## EXERCISE DATA
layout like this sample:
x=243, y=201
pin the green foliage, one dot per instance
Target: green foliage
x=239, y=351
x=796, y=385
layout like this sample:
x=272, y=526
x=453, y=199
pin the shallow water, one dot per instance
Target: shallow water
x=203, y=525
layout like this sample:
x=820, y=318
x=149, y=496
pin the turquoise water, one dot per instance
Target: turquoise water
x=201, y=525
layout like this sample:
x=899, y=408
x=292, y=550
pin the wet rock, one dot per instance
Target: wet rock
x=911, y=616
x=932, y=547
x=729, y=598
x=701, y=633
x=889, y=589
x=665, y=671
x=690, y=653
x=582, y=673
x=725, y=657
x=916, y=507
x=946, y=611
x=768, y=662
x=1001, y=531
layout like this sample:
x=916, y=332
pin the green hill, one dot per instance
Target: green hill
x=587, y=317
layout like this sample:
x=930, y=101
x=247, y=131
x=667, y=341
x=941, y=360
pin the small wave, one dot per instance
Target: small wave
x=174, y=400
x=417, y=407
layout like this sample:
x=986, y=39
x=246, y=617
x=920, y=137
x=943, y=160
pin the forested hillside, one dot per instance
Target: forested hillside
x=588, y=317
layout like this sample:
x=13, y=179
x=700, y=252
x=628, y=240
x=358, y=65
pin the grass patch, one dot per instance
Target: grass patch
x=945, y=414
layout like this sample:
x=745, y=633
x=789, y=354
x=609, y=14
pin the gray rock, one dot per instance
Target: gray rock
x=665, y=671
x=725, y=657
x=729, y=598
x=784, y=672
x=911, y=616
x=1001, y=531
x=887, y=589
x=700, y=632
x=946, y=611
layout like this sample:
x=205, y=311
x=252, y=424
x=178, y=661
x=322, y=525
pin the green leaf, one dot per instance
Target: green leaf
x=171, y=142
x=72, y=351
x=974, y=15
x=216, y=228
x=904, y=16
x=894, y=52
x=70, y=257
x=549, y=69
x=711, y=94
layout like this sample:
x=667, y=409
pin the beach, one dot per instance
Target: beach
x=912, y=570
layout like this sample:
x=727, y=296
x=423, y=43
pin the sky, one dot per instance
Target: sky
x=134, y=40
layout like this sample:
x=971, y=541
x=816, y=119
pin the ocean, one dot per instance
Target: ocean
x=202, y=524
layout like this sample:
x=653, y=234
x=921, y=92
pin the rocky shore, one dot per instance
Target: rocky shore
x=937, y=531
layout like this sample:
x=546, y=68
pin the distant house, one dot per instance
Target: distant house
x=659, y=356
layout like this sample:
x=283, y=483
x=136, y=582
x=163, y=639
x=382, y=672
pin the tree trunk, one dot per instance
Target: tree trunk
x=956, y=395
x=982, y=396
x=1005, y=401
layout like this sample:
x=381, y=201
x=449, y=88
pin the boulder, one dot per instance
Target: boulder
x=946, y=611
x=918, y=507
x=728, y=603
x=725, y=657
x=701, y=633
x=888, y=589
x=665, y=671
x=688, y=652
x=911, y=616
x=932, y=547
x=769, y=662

## WORK TO DO
Copy the listing again, starting at its first line and ending at the line containing "x=203, y=525", with the requests included. Increase each answer coordinate by 66 and leave all other lines unchanged.

## FULL SOLUTION
layout like this sample:
x=243, y=201
pin the green foliage, one dot per instance
Target: green foliage
x=305, y=417
x=862, y=451
layout like this sample:
x=272, y=526
x=453, y=199
pin the shallow water, one dot per instance
Target: shallow water
x=269, y=591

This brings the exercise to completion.